**EXERCISE DETAILS**
Can you put all of the records below into a two-column CSV with the header request,answer, one row per record? Each row should hold that record's request text and its answer, each in a single quoted field with line breaks turned into spaces.

**Region annotation items**
※ ※ ※

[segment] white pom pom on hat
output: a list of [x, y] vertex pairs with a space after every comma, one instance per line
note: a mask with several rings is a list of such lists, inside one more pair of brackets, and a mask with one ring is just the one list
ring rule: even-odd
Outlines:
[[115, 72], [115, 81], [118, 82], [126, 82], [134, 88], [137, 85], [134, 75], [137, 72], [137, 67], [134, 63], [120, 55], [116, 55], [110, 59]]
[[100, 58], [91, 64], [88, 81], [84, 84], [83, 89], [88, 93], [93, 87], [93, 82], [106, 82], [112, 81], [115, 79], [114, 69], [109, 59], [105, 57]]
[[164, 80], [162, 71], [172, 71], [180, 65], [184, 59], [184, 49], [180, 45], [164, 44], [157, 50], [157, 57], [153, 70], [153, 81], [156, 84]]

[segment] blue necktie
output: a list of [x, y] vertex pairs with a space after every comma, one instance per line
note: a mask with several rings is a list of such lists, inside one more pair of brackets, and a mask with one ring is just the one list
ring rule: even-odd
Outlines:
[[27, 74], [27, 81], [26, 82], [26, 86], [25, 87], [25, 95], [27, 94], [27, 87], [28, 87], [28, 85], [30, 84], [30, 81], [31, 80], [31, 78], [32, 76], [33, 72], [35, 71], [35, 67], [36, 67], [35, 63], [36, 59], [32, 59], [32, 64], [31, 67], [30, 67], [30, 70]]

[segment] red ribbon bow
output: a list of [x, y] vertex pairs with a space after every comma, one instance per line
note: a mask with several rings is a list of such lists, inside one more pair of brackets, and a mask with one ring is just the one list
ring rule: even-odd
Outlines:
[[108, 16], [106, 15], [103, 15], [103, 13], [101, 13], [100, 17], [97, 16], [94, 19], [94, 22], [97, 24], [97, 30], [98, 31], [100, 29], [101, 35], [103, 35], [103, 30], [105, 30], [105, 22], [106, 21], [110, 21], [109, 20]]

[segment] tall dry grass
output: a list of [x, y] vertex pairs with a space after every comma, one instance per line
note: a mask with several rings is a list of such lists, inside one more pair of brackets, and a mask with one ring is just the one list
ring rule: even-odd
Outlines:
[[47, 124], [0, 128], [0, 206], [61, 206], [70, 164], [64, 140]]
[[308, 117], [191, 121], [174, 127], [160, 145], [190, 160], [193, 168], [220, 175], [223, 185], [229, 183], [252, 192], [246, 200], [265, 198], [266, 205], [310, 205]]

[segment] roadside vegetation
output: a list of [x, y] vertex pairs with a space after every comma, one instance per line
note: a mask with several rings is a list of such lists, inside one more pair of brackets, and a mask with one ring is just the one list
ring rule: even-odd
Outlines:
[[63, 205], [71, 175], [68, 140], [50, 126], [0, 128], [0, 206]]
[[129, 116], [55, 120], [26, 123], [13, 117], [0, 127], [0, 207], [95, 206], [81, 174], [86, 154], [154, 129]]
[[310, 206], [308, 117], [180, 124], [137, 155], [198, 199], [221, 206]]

※ ※ ※

**EXERCISE RESPONSE**
request,answer
"[segment] white pom pom on hat output: a list of [x, y] vertex pairs with a space after every comma, one instance per line note: a mask with several rings is a list of such lists, inside one more pair of brackets, and a mask with one ring is just the one list ring rule: even-odd Outlines:","[[115, 72], [115, 81], [118, 82], [126, 82], [134, 88], [137, 85], [134, 75], [137, 72], [137, 67], [134, 63], [120, 55], [116, 55], [110, 59]] [[100, 58], [91, 64], [88, 81], [84, 84], [83, 89], [88, 93], [93, 87], [93, 82], [106, 82], [112, 81], [115, 79], [114, 69], [109, 59], [105, 57]] [[164, 80], [162, 71], [172, 71], [180, 65], [184, 59], [184, 49], [180, 45], [164, 44], [157, 50], [157, 57], [153, 70], [153, 81], [156, 84]]"
"[segment] blue necktie output: a list of [x, y] vertex pairs with a space after every comma, one instance per line note: a mask with several rings is a list of such lists, inside one more pair of brackets, and a mask with one ring is just the one list ring rule: even-odd Outlines:","[[27, 74], [27, 81], [26, 82], [26, 86], [25, 87], [25, 95], [27, 94], [27, 87], [28, 87], [28, 85], [30, 84], [30, 81], [31, 80], [31, 78], [32, 76], [33, 72], [35, 71], [35, 67], [36, 67], [35, 63], [36, 59], [32, 59], [32, 64], [31, 67], [30, 67], [30, 70]]"
"[segment] red ribbon bow output: a list of [x, y] vertex pairs with a space after every comma, one instance per line note: a mask with several rings is a list of such lists, inside one more pair of brackets, and a mask with one ring is just the one list ring rule: even-odd Outlines:","[[108, 16], [106, 15], [103, 15], [103, 13], [101, 13], [100, 17], [97, 16], [94, 19], [94, 22], [97, 24], [97, 30], [98, 31], [100, 29], [101, 35], [103, 35], [103, 30], [105, 30], [105, 22], [106, 21], [110, 21], [109, 20]]"
"[segment] tall dry grass output: a list of [x, y] vertex pairs with a space after every comma, one instance per line note: a mask with several rings is a list of such lists, inside one more pair of brackets, and a mask with one ring is just the one list ring rule: even-odd Outlines:","[[47, 124], [0, 128], [0, 206], [61, 206], [70, 164], [64, 140]] [[308, 117], [191, 121], [174, 127], [160, 145], [190, 160], [193, 168], [220, 175], [223, 185], [229, 183], [252, 192], [246, 200], [265, 198], [266, 205], [310, 205]]"
"[segment] roadside vegetation output: a list of [x, y] vertex pairs with a space after every comma, one instance per line note: a mask with several rings is a list of such lists, inside one more pair of brackets, and a mask with one ring is just the one list ring rule: even-odd Outlines:","[[63, 205], [71, 175], [68, 140], [50, 126], [0, 128], [0, 206]] [[129, 116], [55, 120], [26, 123], [13, 117], [0, 127], [0, 207], [95, 206], [81, 174], [86, 154], [154, 129]] [[310, 206], [308, 117], [180, 124], [137, 155], [198, 199], [221, 206]]"